ACTIONS TO TAKE:
(a) From the text about the sleepover mantra, write out word for word the part that opens with the words containing "My brother and" and closes with "should I say?".
(b) List every specific thing that the text about the sleepover mantra mentions asking the president for.

PROVIDED PASSAGE:
BEGIN
My brother and his friend have this sort of mantra which goes like, ‘You can’t ask prezzo for a sleepover.’ I mean, however close you are to the president, it just wouldn’t be right whenever you are in town you call him for a place to sleep right? What then happens when you desperately need him to sponsor your new project or maybe need his support when you vie for some political seat after you’ve used all your infinite chances asking for petty things? So whenever they are stranded and are thinking of ways out, they’d remind themselves that they should only ask for help from someone when it is ABSOLUTELY necessary. Wise move should I say?
END
(Stored items from a collection)
BEGIN
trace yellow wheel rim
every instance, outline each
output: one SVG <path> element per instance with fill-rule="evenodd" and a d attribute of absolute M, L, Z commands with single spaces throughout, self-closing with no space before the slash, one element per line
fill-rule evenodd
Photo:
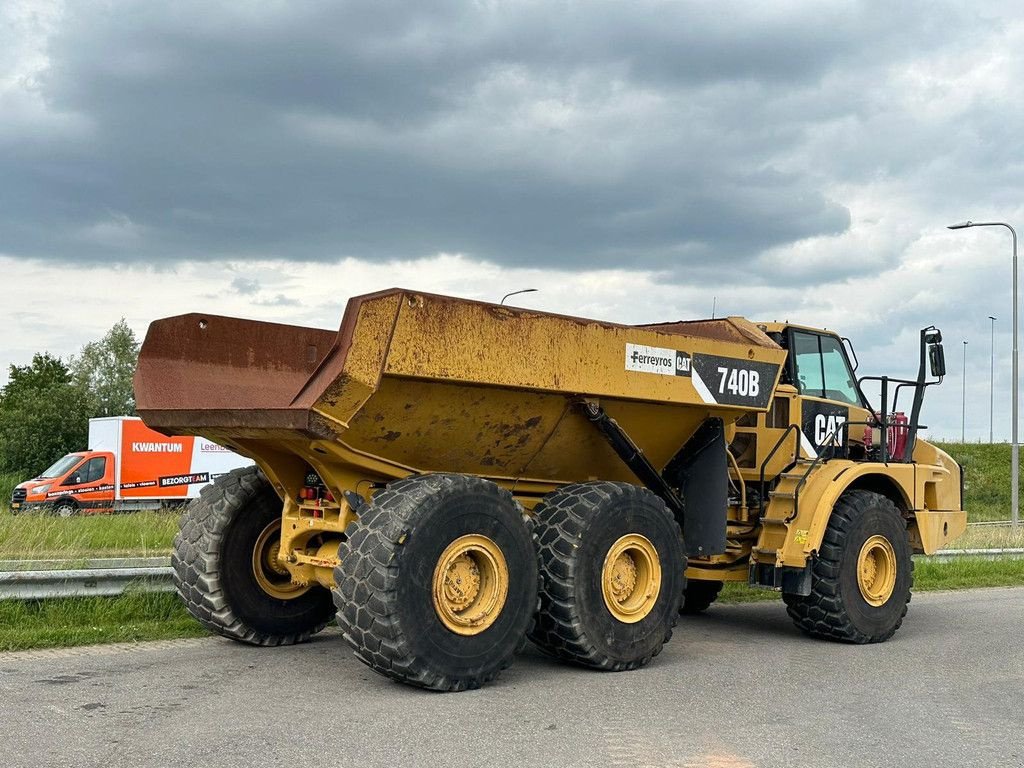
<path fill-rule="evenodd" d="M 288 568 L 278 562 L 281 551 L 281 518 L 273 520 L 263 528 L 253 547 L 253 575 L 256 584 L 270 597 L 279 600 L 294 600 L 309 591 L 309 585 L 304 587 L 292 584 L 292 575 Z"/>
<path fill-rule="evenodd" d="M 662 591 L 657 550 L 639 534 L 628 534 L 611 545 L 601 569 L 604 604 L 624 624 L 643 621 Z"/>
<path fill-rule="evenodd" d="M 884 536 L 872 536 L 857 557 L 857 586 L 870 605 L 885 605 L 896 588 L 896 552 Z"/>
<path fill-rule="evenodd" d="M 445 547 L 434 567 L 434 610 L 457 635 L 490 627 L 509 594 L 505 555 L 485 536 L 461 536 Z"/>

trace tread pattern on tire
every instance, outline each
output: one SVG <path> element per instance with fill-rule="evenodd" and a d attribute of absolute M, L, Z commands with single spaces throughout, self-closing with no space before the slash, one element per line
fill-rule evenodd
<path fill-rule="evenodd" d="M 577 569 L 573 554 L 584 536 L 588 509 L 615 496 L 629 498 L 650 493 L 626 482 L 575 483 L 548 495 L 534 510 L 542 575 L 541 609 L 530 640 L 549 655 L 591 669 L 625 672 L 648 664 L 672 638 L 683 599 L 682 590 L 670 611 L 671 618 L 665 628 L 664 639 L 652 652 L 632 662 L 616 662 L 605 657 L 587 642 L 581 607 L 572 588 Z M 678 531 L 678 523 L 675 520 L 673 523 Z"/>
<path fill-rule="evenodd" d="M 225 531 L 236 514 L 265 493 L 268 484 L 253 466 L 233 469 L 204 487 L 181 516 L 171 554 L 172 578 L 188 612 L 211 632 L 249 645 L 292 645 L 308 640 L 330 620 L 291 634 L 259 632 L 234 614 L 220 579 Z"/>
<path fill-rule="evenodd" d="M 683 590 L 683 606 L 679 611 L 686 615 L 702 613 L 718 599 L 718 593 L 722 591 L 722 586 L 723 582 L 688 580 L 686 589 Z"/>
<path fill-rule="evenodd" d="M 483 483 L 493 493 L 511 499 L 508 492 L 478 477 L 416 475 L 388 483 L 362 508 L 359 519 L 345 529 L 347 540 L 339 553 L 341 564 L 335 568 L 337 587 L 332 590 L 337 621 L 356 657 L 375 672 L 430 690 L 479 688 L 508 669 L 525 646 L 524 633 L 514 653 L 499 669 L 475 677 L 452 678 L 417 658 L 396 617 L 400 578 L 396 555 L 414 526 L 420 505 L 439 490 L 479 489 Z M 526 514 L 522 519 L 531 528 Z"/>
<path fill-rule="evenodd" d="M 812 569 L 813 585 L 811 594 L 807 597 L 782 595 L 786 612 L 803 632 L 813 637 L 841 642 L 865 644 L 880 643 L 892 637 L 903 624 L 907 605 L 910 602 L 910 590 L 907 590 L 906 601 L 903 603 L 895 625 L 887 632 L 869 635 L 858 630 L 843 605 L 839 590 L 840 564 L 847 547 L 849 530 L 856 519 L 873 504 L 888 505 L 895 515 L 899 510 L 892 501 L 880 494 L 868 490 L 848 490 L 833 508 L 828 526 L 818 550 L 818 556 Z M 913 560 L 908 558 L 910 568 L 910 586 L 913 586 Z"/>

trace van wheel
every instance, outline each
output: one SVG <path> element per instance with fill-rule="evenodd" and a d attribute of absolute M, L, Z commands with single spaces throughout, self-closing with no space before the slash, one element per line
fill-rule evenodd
END
TASK RESULTS:
(a)
My brother and his friend have this sort of mantra which goes like, ‘You can’t ask prezzo for a sleepover.’ I mean, however close you are to the president, it just wouldn’t be right whenever you are in town you call him for a place to sleep right? What then happens when you desperately need him to sponsor your new project or maybe need his support when you vie for some political seat after you’ve used all your infinite chances asking for petty things? So whenever they are stranded and are thinking of ways out, they’d remind themselves that they should only ask for help from someone when it is ABSOLUTELY necessary. Wise move should I say?

(b)
- A sleepover, meaning a place to sleep when in town
- Sponsorship for a new project
- Support when vying for a political seat